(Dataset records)
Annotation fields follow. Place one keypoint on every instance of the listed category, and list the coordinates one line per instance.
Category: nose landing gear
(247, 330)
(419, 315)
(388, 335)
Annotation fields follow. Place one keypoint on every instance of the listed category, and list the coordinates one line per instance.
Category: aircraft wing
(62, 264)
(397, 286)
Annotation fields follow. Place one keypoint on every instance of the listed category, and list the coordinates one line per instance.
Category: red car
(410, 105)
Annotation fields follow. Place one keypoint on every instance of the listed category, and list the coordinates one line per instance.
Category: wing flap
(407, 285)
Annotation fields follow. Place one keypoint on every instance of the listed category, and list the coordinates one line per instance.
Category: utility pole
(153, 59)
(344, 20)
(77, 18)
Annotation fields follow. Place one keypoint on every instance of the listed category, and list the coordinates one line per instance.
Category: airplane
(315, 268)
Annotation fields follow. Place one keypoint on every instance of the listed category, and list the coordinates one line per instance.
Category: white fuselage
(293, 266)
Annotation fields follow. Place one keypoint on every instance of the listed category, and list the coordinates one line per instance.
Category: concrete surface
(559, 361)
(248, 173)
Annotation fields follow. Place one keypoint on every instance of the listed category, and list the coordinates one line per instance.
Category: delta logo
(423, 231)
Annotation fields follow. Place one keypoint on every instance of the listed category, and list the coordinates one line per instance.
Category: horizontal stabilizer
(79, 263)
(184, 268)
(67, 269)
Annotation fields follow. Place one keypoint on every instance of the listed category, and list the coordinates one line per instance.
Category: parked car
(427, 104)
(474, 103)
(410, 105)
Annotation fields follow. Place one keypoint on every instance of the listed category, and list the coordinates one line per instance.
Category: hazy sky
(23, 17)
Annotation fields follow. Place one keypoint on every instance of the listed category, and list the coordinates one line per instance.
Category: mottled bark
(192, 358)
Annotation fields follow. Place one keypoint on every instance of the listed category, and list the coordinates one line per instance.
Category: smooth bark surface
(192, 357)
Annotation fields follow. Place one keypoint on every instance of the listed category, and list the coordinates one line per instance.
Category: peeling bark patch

Task description: Extract each line from the listing above, please, and repeat it exactly.

Output for this task:
Annotation fields follow. Place one keypoint on every instance of the listed category, and list the coordinates one line per instance.
Category: nose landing gear
(247, 330)
(419, 315)
(388, 335)
Annotation fields follow. Place one keypoint on every instance of the listed category, and list the coordinates one line per instance.
Category: aircraft wing
(62, 264)
(397, 286)
Annotation fields follow. Place one keypoint on every instance of the listed category, and list the coordinates one line per instance.
Category: red car
(410, 105)
Annotation fields follow. Place one keypoint on every instance of the listed category, and list the coordinates one line per instance.
Category: wing flap
(407, 285)
Annotation fields follow. Place one keypoint on every instance of the listed category, and list the coordinates one line per instance.
Category: utility pole
(153, 59)
(344, 20)
(77, 18)
Annotation fields follow. Place one keypoint on every instance of the listed category, and list the coordinates one line per instance.
Category: airplane
(315, 268)
Annotation fields follow. Place one keypoint on every instance of the listed category, and list the coordinates one line per instance.
Category: white fuselage
(293, 266)
Annotation fields follow. Place one keypoint on every instance of the listed category, and list the coordinates one line per instance.
Category: concrete surface
(559, 361)
(248, 173)
Annotation fields follow. Place one keypoint on every instance of the listed category, and list the coordinates one line per instance.
Category: delta logo
(423, 231)
Annotation fields follow. Place one keypoint on every instance of the listed category, and list the coordinates one line per instance.
Category: horizontal stabilizer
(79, 263)
(184, 268)
(67, 269)
Annotation fields follow. Place one keypoint on every instance of the listed category, and list the coordinates one line per instance.
Category: parked car
(427, 104)
(474, 103)
(410, 105)
Annotation fields follow. Place one keypoint on every instance of the listed category, and list the coordinates one line per instance.
Category: hazy sky
(23, 17)
Annotation fields follow. Place one keypoint on every instance of the listed category, and list the coordinates one line per instance.
Category: mottled bark
(192, 358)
Annotation fields follow. Place one keypoint on every instance of the listed category, and list the coordinates one line per instance.
Category: smooth bark surface
(192, 357)
Annotation fields follow. Place one keypoint on every instance of the listed category, and list the coordinates one line per instance.
Category: peeling bark patch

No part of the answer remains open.